■ WHAT YOU SHOULD DO: Collect every line of the records below that contains the word "dark", and copy each one in full. Case counts, so match the word's capitalization.

■ MATERIAL PROVIDED:
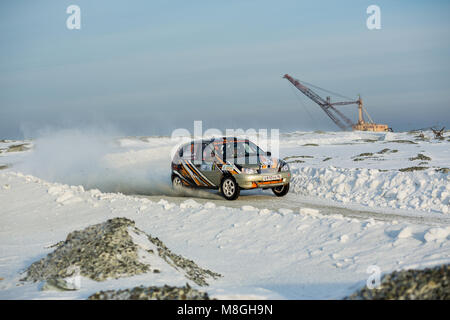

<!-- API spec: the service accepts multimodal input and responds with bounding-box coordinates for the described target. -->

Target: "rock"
[21,218,221,287]
[88,283,209,300]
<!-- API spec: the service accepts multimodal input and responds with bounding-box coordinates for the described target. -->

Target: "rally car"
[172,137,291,200]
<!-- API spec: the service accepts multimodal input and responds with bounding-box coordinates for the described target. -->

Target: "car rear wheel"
[220,177,240,200]
[272,183,289,197]
[172,175,183,191]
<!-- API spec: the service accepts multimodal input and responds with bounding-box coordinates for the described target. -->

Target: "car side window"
[202,142,216,162]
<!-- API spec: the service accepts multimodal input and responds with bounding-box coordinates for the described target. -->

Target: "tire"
[220,177,240,200]
[272,183,289,197]
[172,175,183,191]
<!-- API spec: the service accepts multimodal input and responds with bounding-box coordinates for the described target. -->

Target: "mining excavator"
[283,74,392,132]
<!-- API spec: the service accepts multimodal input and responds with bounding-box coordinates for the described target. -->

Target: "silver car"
[172,137,291,200]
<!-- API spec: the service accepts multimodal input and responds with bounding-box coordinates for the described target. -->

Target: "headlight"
[242,168,257,174]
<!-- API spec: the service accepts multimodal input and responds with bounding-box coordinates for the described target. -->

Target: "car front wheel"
[172,175,183,191]
[272,183,289,197]
[220,177,240,200]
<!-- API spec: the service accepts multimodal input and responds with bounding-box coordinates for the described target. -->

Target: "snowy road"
[138,190,450,226]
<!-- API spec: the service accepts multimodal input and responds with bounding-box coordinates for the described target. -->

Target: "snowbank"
[0,172,450,299]
[292,167,450,213]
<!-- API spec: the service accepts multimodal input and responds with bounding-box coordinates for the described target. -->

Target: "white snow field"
[0,132,450,299]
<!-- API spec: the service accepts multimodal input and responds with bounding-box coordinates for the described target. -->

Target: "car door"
[198,142,222,186]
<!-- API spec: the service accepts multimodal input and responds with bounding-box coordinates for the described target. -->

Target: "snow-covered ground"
[0,132,450,299]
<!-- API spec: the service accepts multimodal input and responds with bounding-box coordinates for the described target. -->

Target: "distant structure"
[283,74,392,132]
[431,127,445,140]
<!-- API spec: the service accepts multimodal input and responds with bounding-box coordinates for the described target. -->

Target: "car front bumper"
[233,171,291,189]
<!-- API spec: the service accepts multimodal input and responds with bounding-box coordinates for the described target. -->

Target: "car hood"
[234,156,282,169]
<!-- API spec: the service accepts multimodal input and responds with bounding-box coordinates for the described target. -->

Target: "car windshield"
[215,140,265,160]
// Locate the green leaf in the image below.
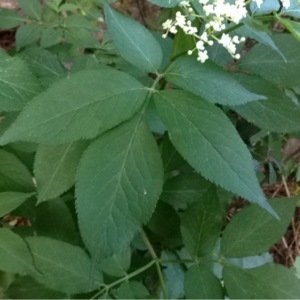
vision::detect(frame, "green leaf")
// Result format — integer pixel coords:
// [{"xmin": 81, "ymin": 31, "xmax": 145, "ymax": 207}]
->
[
  {"xmin": 148, "ymin": 0, "xmax": 181, "ymax": 7},
  {"xmin": 36, "ymin": 198, "xmax": 79, "ymax": 245},
  {"xmin": 64, "ymin": 27, "xmax": 101, "ymax": 48},
  {"xmin": 166, "ymin": 57, "xmax": 265, "ymax": 105},
  {"xmin": 100, "ymin": 247, "xmax": 131, "ymax": 277},
  {"xmin": 221, "ymin": 198, "xmax": 295, "ymax": 257},
  {"xmin": 34, "ymin": 141, "xmax": 87, "ymax": 203},
  {"xmin": 76, "ymin": 115, "xmax": 163, "ymax": 261},
  {"xmin": 118, "ymin": 281, "xmax": 149, "ymax": 299},
  {"xmin": 281, "ymin": 0, "xmax": 300, "ymax": 18},
  {"xmin": 0, "ymin": 68, "xmax": 147, "ymax": 145},
  {"xmin": 0, "ymin": 56, "xmax": 41, "ymax": 111},
  {"xmin": 26, "ymin": 237, "xmax": 102, "ymax": 294},
  {"xmin": 16, "ymin": 22, "xmax": 44, "ymax": 50},
  {"xmin": 0, "ymin": 9, "xmax": 27, "ymax": 29},
  {"xmin": 0, "ymin": 228, "xmax": 36, "ymax": 276},
  {"xmin": 105, "ymin": 4, "xmax": 162, "ymax": 73},
  {"xmin": 147, "ymin": 201, "xmax": 180, "ymax": 239},
  {"xmin": 184, "ymin": 264, "xmax": 224, "ymax": 299},
  {"xmin": 0, "ymin": 149, "xmax": 34, "ymax": 192},
  {"xmin": 239, "ymin": 34, "xmax": 300, "ymax": 87},
  {"xmin": 161, "ymin": 174, "xmax": 212, "ymax": 209},
  {"xmin": 181, "ymin": 189, "xmax": 222, "ymax": 257},
  {"xmin": 64, "ymin": 15, "xmax": 97, "ymax": 31},
  {"xmin": 6, "ymin": 276, "xmax": 66, "ymax": 299},
  {"xmin": 279, "ymin": 18, "xmax": 300, "ymax": 41},
  {"xmin": 223, "ymin": 263, "xmax": 300, "ymax": 299},
  {"xmin": 155, "ymin": 90, "xmax": 273, "ymax": 213},
  {"xmin": 0, "ymin": 192, "xmax": 35, "ymax": 217},
  {"xmin": 232, "ymin": 73, "xmax": 300, "ymax": 132},
  {"xmin": 22, "ymin": 47, "xmax": 66, "ymax": 87},
  {"xmin": 18, "ymin": 0, "xmax": 42, "ymax": 21},
  {"xmin": 160, "ymin": 251, "xmax": 185, "ymax": 299},
  {"xmin": 41, "ymin": 27, "xmax": 63, "ymax": 48}
]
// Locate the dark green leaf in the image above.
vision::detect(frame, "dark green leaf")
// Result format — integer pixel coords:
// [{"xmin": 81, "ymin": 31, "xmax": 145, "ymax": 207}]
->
[
  {"xmin": 221, "ymin": 198, "xmax": 295, "ymax": 257},
  {"xmin": 118, "ymin": 281, "xmax": 149, "ymax": 299},
  {"xmin": 105, "ymin": 5, "xmax": 162, "ymax": 73},
  {"xmin": 147, "ymin": 201, "xmax": 180, "ymax": 239},
  {"xmin": 223, "ymin": 263, "xmax": 300, "ymax": 299},
  {"xmin": 6, "ymin": 276, "xmax": 66, "ymax": 299},
  {"xmin": 161, "ymin": 173, "xmax": 212, "ymax": 209},
  {"xmin": 181, "ymin": 189, "xmax": 222, "ymax": 257},
  {"xmin": 100, "ymin": 247, "xmax": 131, "ymax": 277},
  {"xmin": 1, "ymin": 68, "xmax": 147, "ymax": 144},
  {"xmin": 239, "ymin": 34, "xmax": 300, "ymax": 87},
  {"xmin": 232, "ymin": 73, "xmax": 300, "ymax": 132},
  {"xmin": 34, "ymin": 142, "xmax": 87, "ymax": 203},
  {"xmin": 0, "ymin": 149, "xmax": 34, "ymax": 192},
  {"xmin": 184, "ymin": 264, "xmax": 224, "ymax": 299},
  {"xmin": 18, "ymin": 0, "xmax": 42, "ymax": 21},
  {"xmin": 22, "ymin": 47, "xmax": 66, "ymax": 87},
  {"xmin": 26, "ymin": 237, "xmax": 102, "ymax": 294},
  {"xmin": 64, "ymin": 27, "xmax": 100, "ymax": 48},
  {"xmin": 0, "ymin": 9, "xmax": 26, "ymax": 29},
  {"xmin": 41, "ymin": 27, "xmax": 63, "ymax": 48},
  {"xmin": 16, "ymin": 22, "xmax": 44, "ymax": 50},
  {"xmin": 0, "ymin": 192, "xmax": 35, "ymax": 217},
  {"xmin": 76, "ymin": 115, "xmax": 163, "ymax": 261},
  {"xmin": 160, "ymin": 251, "xmax": 185, "ymax": 299},
  {"xmin": 0, "ymin": 56, "xmax": 41, "ymax": 111},
  {"xmin": 36, "ymin": 198, "xmax": 79, "ymax": 245},
  {"xmin": 166, "ymin": 57, "xmax": 265, "ymax": 105},
  {"xmin": 0, "ymin": 228, "xmax": 37, "ymax": 276},
  {"xmin": 155, "ymin": 90, "xmax": 273, "ymax": 213}
]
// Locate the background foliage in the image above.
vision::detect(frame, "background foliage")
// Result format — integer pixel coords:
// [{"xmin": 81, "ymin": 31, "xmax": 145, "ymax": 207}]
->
[{"xmin": 0, "ymin": 0, "xmax": 300, "ymax": 299}]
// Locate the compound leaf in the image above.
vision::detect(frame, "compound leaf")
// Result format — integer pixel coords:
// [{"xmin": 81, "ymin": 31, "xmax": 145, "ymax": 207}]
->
[
  {"xmin": 0, "ymin": 56, "xmax": 41, "ymax": 111},
  {"xmin": 26, "ymin": 237, "xmax": 102, "ymax": 294},
  {"xmin": 34, "ymin": 141, "xmax": 87, "ymax": 203},
  {"xmin": 221, "ymin": 198, "xmax": 295, "ymax": 257},
  {"xmin": 105, "ymin": 5, "xmax": 162, "ymax": 73},
  {"xmin": 232, "ymin": 74, "xmax": 300, "ymax": 132},
  {"xmin": 0, "ymin": 68, "xmax": 147, "ymax": 144},
  {"xmin": 181, "ymin": 189, "xmax": 222, "ymax": 257},
  {"xmin": 155, "ymin": 90, "xmax": 274, "ymax": 213},
  {"xmin": 184, "ymin": 264, "xmax": 224, "ymax": 299},
  {"xmin": 166, "ymin": 57, "xmax": 265, "ymax": 105},
  {"xmin": 76, "ymin": 115, "xmax": 163, "ymax": 261}
]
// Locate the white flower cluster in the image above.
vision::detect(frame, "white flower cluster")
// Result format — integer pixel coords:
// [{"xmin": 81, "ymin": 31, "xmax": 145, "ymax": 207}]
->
[{"xmin": 162, "ymin": 0, "xmax": 290, "ymax": 63}]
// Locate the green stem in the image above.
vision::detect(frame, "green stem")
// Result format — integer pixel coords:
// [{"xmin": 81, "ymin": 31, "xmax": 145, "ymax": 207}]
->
[
  {"xmin": 141, "ymin": 230, "xmax": 169, "ymax": 299},
  {"xmin": 90, "ymin": 260, "xmax": 155, "ymax": 299}
]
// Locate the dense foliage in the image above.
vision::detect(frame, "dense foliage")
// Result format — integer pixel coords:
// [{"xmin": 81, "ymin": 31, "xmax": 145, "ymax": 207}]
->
[{"xmin": 0, "ymin": 0, "xmax": 300, "ymax": 299}]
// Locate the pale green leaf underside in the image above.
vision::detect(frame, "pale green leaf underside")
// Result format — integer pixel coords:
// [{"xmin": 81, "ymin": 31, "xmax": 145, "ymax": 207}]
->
[
  {"xmin": 76, "ymin": 115, "xmax": 163, "ymax": 260},
  {"xmin": 26, "ymin": 237, "xmax": 102, "ymax": 294},
  {"xmin": 0, "ymin": 68, "xmax": 147, "ymax": 144},
  {"xmin": 166, "ymin": 57, "xmax": 265, "ymax": 105},
  {"xmin": 221, "ymin": 198, "xmax": 295, "ymax": 257},
  {"xmin": 184, "ymin": 264, "xmax": 223, "ymax": 299},
  {"xmin": 223, "ymin": 263, "xmax": 300, "ymax": 299},
  {"xmin": 155, "ymin": 90, "xmax": 273, "ymax": 212},
  {"xmin": 105, "ymin": 5, "xmax": 162, "ymax": 73},
  {"xmin": 232, "ymin": 74, "xmax": 300, "ymax": 132},
  {"xmin": 0, "ymin": 228, "xmax": 36, "ymax": 276},
  {"xmin": 0, "ymin": 192, "xmax": 35, "ymax": 217},
  {"xmin": 34, "ymin": 141, "xmax": 87, "ymax": 203},
  {"xmin": 239, "ymin": 34, "xmax": 300, "ymax": 87},
  {"xmin": 0, "ymin": 57, "xmax": 41, "ymax": 111}
]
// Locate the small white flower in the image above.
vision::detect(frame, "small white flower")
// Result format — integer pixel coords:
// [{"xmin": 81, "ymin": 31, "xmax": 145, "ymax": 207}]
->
[{"xmin": 281, "ymin": 0, "xmax": 291, "ymax": 8}]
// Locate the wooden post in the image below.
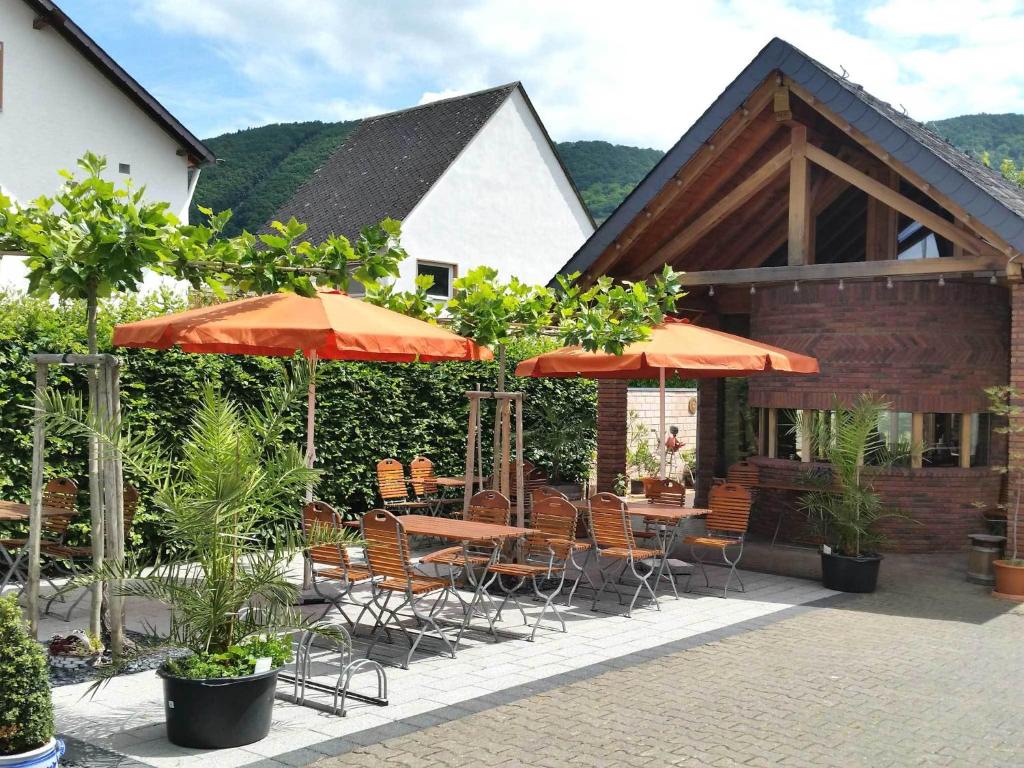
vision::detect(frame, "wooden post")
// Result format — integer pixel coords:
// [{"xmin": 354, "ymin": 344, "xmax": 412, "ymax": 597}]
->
[
  {"xmin": 961, "ymin": 414, "xmax": 971, "ymax": 469},
  {"xmin": 462, "ymin": 395, "xmax": 480, "ymax": 517},
  {"xmin": 910, "ymin": 413, "xmax": 925, "ymax": 467},
  {"xmin": 28, "ymin": 362, "xmax": 47, "ymax": 640},
  {"xmin": 800, "ymin": 410, "xmax": 814, "ymax": 463},
  {"xmin": 104, "ymin": 358, "xmax": 125, "ymax": 658},
  {"xmin": 864, "ymin": 167, "xmax": 897, "ymax": 261},
  {"xmin": 787, "ymin": 125, "xmax": 814, "ymax": 266},
  {"xmin": 515, "ymin": 392, "xmax": 526, "ymax": 528}
]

■ TASK RESPONSE:
// Locate the dark green leaf in the image above.
vision::detect(frame, "dark green leaf")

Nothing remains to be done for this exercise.